Text under study ::
•••

Great Place To Work: Malaysia makes first-ever national list
- nabalunews
- Feb 23
- 4 min read

23 February 2026
SINGAPORE: Between broad economic reforms, a booming startup scene, and a talent market growing more competitive by the quarter, Malaysia is having a moment.
What the country hasn't had, until now, is Great Place To Work. The global authority on workplace culture behind the Fortune 100 Best Companies to Work For and Best Workplaces™ lists in more than 170 countries is arriving. This Thursday, 26 February, Great Place To Work will release the inaugural Best Workplaces in Malaysia list for 2026.
"We're honoured to bring the Best Workplaces recognition to Malaysia for the first time," said Evelyn Kwek, Managing Director of Great Place To Work ASEAN & ANZ. "It's an extremely dynamic time for this country, and as the nation presses forward with ambitious growth plans, it makes sense for organisations here to have a benchmark for attracting and retaining high-quality talent."
Drawing on data from over 45,000 individual employee survey responses, representing a workforce of 95,000, it stands as one of the most comprehensive workplace culture studies Malaysia has ever seen.
Twenty organisations have made the cut for 2026 across small, medium and large categories, spanning tech, hospitality, construction, finance, manufacturing and professional services – a cross-section of the industries driving Malaysia's economy.
The rankings are based on the Great Place To Work Trust Index™ Survey, the same methodology used worldwide. Employees answer questions about what it's really like to work at their company, and Great Place To Work examines how positive that experience is for all groups, roles and levels – not just a select few.
To become Great Place To Work Certified, organisations must achieve at least a 65 per cent score on the survey. Only Certified organisations are then considered for the Best Workplaces list, where the highest-scoring companies in each size category are ranked.
"Great Place To Work has accumulated global best practices around people, leadership and culture from nearly three decades of data," said Kwek. "Those insights are invaluable to Malaysian companies, whether they're homegrown businesses or local operations of multinationals. While Great Place To Work hasn't been in Malaysia until now, we've been operating in this region for more than 12 years with many big clients who have a presence in the country."
Kwek has led the team that also introduced Great Place To Work culture benchmarking to Singapore, the Philippines, Australia, New Zealand, Indonesia, Vietnam and Thailand.
"I believe we bring the best of both worlds: global best practices in leadership and people culture, applied with local nuance."

•••

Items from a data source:
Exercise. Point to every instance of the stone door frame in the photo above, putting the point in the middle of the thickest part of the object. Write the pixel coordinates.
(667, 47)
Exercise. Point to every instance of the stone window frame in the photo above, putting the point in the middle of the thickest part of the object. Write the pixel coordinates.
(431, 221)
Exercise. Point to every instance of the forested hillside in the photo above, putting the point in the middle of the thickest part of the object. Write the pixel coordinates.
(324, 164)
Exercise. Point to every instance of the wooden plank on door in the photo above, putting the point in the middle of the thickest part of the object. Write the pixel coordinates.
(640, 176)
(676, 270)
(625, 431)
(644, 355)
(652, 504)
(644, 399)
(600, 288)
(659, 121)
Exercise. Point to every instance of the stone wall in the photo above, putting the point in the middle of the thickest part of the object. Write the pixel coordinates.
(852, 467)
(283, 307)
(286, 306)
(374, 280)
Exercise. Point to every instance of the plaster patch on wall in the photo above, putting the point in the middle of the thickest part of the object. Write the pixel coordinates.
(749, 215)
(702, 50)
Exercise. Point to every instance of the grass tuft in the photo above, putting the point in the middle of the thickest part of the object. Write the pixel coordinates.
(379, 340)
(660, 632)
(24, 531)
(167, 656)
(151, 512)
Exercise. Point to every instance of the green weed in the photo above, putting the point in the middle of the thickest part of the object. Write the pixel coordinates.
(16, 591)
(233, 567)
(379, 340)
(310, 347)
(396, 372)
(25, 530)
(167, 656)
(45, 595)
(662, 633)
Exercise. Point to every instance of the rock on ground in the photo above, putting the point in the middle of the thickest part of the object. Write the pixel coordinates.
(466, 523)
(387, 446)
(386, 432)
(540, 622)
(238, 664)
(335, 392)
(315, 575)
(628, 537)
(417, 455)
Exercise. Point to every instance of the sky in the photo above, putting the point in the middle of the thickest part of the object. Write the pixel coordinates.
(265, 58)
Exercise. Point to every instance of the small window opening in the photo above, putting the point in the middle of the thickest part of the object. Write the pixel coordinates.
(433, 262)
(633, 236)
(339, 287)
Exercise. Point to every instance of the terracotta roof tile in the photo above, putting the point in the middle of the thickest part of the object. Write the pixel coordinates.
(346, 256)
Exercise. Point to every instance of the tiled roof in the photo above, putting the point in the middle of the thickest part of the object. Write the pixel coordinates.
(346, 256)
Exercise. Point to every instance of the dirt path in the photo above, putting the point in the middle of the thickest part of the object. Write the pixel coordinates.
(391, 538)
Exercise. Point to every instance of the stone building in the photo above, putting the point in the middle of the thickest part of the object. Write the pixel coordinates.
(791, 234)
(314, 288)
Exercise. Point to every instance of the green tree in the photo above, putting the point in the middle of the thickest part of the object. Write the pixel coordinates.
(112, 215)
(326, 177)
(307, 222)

•••

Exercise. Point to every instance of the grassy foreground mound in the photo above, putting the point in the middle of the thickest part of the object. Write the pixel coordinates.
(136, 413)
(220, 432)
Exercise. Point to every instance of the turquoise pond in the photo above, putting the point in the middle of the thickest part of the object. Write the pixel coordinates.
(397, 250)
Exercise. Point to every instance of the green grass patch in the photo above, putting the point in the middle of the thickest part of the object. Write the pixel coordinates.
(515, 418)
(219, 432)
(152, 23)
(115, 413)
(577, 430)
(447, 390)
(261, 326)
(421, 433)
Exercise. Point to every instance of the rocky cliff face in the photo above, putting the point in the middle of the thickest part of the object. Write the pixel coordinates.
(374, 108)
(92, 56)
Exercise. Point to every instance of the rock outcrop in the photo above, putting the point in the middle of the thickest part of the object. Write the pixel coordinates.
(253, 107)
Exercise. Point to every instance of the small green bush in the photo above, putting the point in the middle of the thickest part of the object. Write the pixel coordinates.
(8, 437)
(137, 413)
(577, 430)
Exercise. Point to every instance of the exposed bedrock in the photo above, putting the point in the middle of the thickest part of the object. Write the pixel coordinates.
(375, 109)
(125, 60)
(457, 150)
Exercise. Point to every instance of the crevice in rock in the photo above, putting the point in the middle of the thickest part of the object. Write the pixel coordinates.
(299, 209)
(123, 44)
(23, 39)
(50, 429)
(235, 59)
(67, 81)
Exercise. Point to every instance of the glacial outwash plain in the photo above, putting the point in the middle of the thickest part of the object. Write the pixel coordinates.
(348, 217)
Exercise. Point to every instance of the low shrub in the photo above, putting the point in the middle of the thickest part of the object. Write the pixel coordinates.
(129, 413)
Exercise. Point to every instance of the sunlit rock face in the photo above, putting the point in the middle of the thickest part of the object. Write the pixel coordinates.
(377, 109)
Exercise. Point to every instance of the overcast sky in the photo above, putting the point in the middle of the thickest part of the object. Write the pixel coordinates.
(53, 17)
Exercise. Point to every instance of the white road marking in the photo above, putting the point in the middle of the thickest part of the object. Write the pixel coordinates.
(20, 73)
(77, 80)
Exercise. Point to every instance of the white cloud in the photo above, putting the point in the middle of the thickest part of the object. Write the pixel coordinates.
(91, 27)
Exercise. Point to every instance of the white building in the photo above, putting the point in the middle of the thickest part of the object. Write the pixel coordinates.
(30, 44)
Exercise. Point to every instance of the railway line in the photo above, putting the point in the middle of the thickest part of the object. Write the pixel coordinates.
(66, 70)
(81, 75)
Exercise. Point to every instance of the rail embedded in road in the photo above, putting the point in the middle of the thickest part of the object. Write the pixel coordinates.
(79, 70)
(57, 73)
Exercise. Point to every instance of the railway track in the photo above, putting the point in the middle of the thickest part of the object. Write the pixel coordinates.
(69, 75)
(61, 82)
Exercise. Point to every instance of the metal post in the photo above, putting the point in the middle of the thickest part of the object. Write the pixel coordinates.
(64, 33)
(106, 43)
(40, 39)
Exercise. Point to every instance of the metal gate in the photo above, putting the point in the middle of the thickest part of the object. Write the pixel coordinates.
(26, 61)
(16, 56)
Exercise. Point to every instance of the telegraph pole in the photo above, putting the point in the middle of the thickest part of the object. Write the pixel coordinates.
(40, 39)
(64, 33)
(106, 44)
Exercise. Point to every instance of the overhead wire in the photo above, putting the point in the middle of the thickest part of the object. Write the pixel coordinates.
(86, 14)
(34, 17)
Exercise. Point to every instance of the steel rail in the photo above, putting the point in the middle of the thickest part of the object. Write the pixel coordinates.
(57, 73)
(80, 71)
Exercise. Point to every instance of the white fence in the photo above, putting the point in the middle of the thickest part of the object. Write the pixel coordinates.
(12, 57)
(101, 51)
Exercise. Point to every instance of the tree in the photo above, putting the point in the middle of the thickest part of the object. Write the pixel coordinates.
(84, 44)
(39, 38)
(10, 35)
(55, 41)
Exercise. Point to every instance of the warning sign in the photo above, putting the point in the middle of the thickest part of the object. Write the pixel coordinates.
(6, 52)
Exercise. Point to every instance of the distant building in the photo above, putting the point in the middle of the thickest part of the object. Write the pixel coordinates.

•••

Aim of the task :: Can you return the passage of the Great Place To Work article between "Twenty organisations have" and "category are ranked.", inclusive, copied word for word? Work only from the Great Place To Work article.

Solution ::
Twenty organisations have made the cut for 2026 across small, medium and large categories, spanning tech, hospitality, construction, finance, manufacturing and professional services – a cross-section of the industries driving Malaysia's economy.
The rankings are based on the Great Place To Work Trust Index™ Survey, the same methodology used worldwide. Employees answer questions about what it's really like to work at their company, and Great Place To Work examines how positive that experience is for all groups, roles and levels – not just a select few.
To become Great Place To Work Certified, organisations must achieve at least a 65 per cent score on the survey. Only Certified organisations are then considered for the Best Workplaces list, where the highest-scoring companies in each size category are ranked.